> [LE TUE ISTRUZIONI] Ricopia parola per parola il passo del testo riportato più sotto che si apre con le parole contenenti "Innanzi tutto contesto" e si chiude con "anche sul simbolo.".

**** TESTO ****

Merita però questa domanda una risposta un tantino più articolata di qualche commento su un social network.
La prima obiezione che ho fornito all’amico è stata sul “movimento civico fatto di nuovi“. Diamo uno sguardo allora direttamente al programma del Movimento.
Innanzi tutto contesto alla radice la definizione di Movimento dei cittadini, libera associazione di cittadini. Non è così: il simbolo – che reca il dominio del comico genovese – appartiene (nel senso che è un marchio registrato) a Beppe Grillo che può quindi consentirne l’utilizzo o può revocarne l’uso, come già peraltro accaduto con Tavolazzi a Ferrara. Basterebbe soltanto questo per comprendere la mia ritrosia ad un’attrazione simile. Non esiste al mondo un movimento politico (nel senso che fa politica nel senso più nobile del termine) che abbia uno sopra gli altri. Se uno vale uno, come ama dire Grillo, allora ciascun membro del movimento dovrebbe essere in grado di dire la sua anche sul simbolo.
Facciamo anche finta che questo ostacolo sia superabile, magari con la cessione di Grillo dei diritti sul simbolo e che si realizzi veramente la tanto auspicata democrazia interna (che per inciso a me interessa ben poco, semmai è un problema degli aderenti a quel movimento che hanno deciso di appartenere a un movimento dove c’è qualcuno più uguale degli altri). Esaminiamo quindi i vari punti del programma. Come già scritto al mio amico, su taluni argomenti le proposte del Movimento sono assolutamente condivisibili e fanno anche parte, con diverse magari declinazioni, dei programmi di riforma di centrosinistra.

**** MATERIALE FORNITO ****

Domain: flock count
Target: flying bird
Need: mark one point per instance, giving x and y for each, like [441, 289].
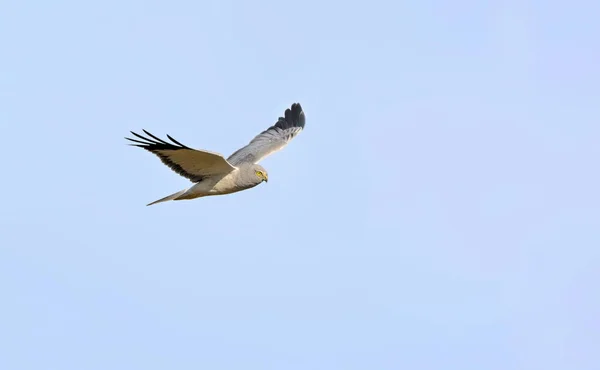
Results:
[210, 172]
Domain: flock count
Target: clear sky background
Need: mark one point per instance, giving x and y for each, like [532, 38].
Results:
[441, 210]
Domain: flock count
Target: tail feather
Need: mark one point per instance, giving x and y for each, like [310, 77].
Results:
[170, 197]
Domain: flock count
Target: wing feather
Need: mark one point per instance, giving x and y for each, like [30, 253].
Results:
[272, 139]
[192, 164]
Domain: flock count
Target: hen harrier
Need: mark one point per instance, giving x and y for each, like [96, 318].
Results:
[210, 172]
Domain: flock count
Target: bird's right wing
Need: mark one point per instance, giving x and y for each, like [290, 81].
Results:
[187, 162]
[272, 139]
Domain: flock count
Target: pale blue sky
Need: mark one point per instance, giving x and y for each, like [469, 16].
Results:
[440, 211]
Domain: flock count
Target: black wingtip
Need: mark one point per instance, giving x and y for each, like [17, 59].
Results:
[293, 117]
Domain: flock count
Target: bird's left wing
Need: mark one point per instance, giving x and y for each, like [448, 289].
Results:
[187, 162]
[272, 139]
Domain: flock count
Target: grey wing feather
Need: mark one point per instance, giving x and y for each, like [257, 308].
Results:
[272, 139]
[192, 164]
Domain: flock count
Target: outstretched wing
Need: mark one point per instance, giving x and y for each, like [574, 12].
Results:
[272, 139]
[189, 163]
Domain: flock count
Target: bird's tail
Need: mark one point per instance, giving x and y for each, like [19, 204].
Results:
[170, 197]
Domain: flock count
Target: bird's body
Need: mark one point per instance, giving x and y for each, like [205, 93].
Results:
[210, 172]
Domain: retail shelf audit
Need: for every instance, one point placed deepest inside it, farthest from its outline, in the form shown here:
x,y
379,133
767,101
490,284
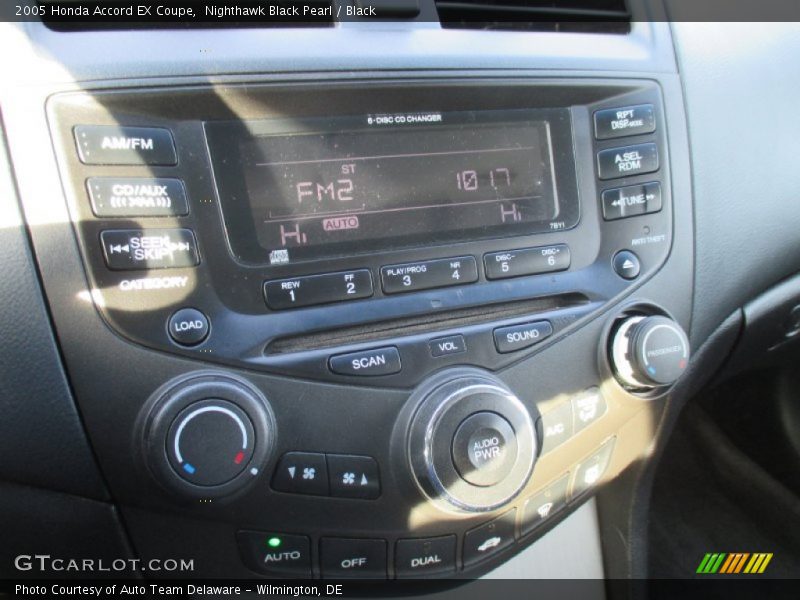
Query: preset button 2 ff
x,y
318,289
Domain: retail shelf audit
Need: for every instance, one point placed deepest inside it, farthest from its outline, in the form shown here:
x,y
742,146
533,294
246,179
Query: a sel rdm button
x,y
413,277
527,261
113,145
318,289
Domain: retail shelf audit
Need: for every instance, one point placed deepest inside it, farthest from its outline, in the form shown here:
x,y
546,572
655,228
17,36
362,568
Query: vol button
x,y
188,327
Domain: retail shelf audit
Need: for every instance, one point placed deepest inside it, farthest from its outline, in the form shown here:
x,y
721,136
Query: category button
x,y
631,200
137,197
518,337
276,553
318,289
627,161
425,556
428,274
527,261
483,541
380,361
113,145
130,249
620,122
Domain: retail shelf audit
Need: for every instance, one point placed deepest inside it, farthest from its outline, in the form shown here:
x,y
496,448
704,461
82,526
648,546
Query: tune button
x,y
484,449
188,327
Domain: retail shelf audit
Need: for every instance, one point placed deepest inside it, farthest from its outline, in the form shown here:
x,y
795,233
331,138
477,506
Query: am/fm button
x,y
518,337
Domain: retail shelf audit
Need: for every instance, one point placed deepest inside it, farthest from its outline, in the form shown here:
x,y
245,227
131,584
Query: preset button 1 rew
x,y
318,289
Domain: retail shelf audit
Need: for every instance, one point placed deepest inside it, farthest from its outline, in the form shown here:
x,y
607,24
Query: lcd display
x,y
313,193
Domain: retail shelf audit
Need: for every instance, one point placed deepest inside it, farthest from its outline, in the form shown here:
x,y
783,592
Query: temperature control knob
x,y
208,435
649,352
210,442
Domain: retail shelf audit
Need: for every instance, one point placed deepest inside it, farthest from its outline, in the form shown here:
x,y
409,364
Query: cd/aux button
x,y
318,289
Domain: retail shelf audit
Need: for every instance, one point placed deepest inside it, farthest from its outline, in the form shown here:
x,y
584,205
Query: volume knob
x,y
649,352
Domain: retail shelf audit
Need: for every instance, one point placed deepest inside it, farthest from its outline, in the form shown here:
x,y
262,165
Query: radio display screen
x,y
295,190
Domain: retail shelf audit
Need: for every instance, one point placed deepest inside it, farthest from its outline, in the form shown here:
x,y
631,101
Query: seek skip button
x,y
379,361
518,337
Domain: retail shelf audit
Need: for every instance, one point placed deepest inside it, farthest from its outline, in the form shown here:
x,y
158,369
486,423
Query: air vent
x,y
582,16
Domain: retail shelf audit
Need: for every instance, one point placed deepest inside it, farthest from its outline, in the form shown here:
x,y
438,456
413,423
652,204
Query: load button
x,y
379,361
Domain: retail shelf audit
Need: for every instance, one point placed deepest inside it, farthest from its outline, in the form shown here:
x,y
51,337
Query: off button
x,y
484,449
188,327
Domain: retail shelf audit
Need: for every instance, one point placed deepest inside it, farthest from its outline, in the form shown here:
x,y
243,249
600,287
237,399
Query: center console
x,y
398,320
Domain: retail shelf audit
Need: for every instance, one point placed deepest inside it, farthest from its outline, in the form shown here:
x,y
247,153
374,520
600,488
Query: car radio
x,y
416,302
236,226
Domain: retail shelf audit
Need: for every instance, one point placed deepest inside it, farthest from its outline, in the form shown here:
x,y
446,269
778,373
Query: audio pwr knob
x,y
649,352
472,442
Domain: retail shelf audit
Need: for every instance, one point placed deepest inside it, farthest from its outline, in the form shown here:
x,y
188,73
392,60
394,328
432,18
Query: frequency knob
x,y
208,435
649,352
472,443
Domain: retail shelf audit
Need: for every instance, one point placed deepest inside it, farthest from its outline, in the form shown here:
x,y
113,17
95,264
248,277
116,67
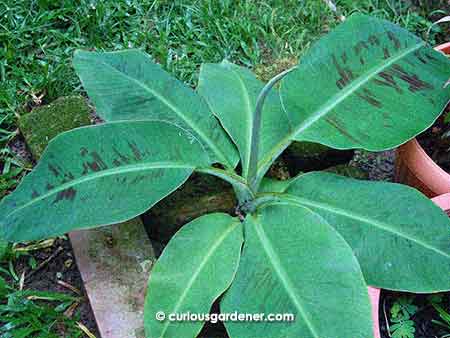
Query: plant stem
x,y
263,198
256,131
243,192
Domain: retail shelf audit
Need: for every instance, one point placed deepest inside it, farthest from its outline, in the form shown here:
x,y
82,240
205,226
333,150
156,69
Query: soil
x,y
62,267
436,141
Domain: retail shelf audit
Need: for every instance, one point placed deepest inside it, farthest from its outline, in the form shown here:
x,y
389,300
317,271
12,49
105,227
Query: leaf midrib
x,y
197,272
333,102
103,173
249,111
365,219
169,104
282,275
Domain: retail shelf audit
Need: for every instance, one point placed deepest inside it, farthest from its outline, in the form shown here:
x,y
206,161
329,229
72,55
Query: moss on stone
x,y
265,72
44,123
349,171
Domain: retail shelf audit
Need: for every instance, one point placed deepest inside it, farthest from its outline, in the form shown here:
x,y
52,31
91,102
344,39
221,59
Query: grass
x,y
30,313
38,38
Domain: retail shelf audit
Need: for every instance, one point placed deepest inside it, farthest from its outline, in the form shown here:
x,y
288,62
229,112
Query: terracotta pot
x,y
442,201
415,168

****

> [ESERCIZIO SVOLTO]
Innanzi tutto contesto alla radice la definizione di Movimento dei cittadini, libera associazione di cittadini. Non è così: il simbolo – che reca il dominio del comico genovese – appartiene (nel senso che è un marchio registrato) a Beppe Grillo che può quindi consentirne l’utilizzo o può revocarne l’uso, come già peraltro accaduto con Tavolazzi a Ferrara. Basterebbe soltanto questo per comprendere la mia ritrosia ad un’attrazione simile. Non esiste al mondo un movimento politico (nel senso che fa politica nel senso più nobile del termine) che abbia uno sopra gli altri. Se uno vale uno, come ama dire Grillo, allora ciascun membro del movimento dovrebbe essere in grado di dire la sua anche sul simbolo.